▶ **PROBLEMS AND TASKS**
• a. Please extract the lines of the mother tribute from "Pictures of my" to "where ever needed.".
• b. According to the mother tribute, during which war did the mother serve in the Army?
• c. Using the mother tribute, explain why the writer, not the mother, went to identify the brother's body after the car crash.

***** SOURCE PASSAGE *****

So...don't wait until tomorrow - none of us are promised tomorrow.

Sunday, November 17, 2013

Thankful for my Mother

My mother's birthday was on November 15th. She would have been 89 years old.  She went home to be with Jesus in March of 2004.  I miss her.

Pictures of my mom are on another computer, so I don't have a picture to add of her here at the moment, but I want to tell you about my Momma.

Mother and I were not a really close mother-daughter - we were very different and I was oh so stubborn. Time and life has a way of causing us to re-evaluate people and events of the past.  I wish I had taken time to ask my mother more about her life growing up and her life as a young adult - but I also think there things in her life that were difficult for her to share, with anyone.

My mother was a loving and giving person - she had so many friends. She loved God and loved serving Him where ever needed.

Mother served in the Army during WWII. I love the pictures of her in her uniform. She was so beautiful.

I think the things I remember most about my mother are her courage and bravery. My dad was a violent alcoholic and finally left the family when I was 7 years old and my brother was 5 - cleaning out the bank account in the process.  In those days it was not hip and cool to be a single mom.  You didn't air your "dirty laundry".  My mother worked her butt off to keep a roof over our heads. I know she did without a lot of things herself so that my brother and I had what we needed. My mother never complained and she never said a bad word about my dad, who also, didn't pay child support. Jimmy and I always had food and clothes and a nice Christmas. All I know, is that it was peaceful after my dad left.

When my brother and I were 13 and 11, we went to visit my Dad in Texas. He was remarried and mother said he was okay and not drinking. I can't imagine what she felt putting my brother and I on a plane that summer day.  I couldn't have done it.  Yet, she let us go visit him.  She was brave for sure.

Mother always took us to church - I know it was her faith and relationship with Jesus that got her through all those tough times. When I was in my 20's I decided church didn't have anything relevant to offer and I quit going. My mom, never pushed, but always let me know, God would always be there waiting for me to come back - and 30 years later - I realize how right she was.  So thankful for her prayers and that she was right - God is always ready to welcome us.

When my brother was killed in a car crash, I went to identify his body.  I didn't want mother to remember Jimmy that way.  It was the hardest thing I think I've done.  I cried the entire way to my mother's house and stopped before I went in.  I never let her see me cry - I felt it was my turn to be strong for her.

When her cancer came back - I was with her every step of the way. I knew what she wanted. I knew how she lived and how she wanted to die. I honored her wishes. Thankfully, the cancer took her quickly and she didn't suffer for long.  I was with her when she left this world and walked with Jesus through Heaven's gates. It is a privilege and honor to spend a person's last minutes on earth with them. 

She was brave and courageous for my brother and I when we were little and I was determined to be brave and courageous for her when she needed me.

Today, as I watch my son, Rick, become an amazing worship leader at church, I know how proud she is of him. I know she is worshiping with us on Sunday mornings. 

I wouldn't be the person I am today, without the love and guidance from my mother. I love her and I miss her. But I know I'll see her again one day.

***** DATA UNDER STUDY *****

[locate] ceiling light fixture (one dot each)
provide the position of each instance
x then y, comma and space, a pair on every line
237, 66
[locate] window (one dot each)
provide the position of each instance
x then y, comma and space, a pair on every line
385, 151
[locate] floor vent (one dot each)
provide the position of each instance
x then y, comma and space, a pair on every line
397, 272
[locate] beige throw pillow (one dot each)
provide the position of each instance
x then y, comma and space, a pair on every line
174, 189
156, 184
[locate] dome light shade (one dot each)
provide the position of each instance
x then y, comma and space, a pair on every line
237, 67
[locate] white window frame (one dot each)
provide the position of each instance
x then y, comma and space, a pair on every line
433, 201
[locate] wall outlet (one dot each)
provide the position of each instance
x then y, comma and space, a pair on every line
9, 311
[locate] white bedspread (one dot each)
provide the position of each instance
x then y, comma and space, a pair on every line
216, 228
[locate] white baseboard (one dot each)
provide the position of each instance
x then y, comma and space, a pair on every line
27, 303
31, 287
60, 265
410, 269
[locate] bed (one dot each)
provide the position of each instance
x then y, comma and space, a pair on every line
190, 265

*****

▶ **ACTIVITY ANSWERS**
• a.
Pictures of my mom are on another computer, so I don't have a picture to add of her here at the moment, but I want to tell you about my Momma.

Mother and I were not a really close mother-daughter - we were very different and I was oh so stubborn. Time and life has a way of causing us to re-evaluate people and events of the past.  I wish I had taken time to ask my mother more about her life growing up and her life as a young adult - but I also think there things in her life that were difficult for her to share, with anyone.

My mother was a loving and giving person - she had so many friends. She loved God and loved serving Him where ever needed.

• b. She served in the Army during World War II.

• c. The writer did not want the mother to remember Jimmy that way.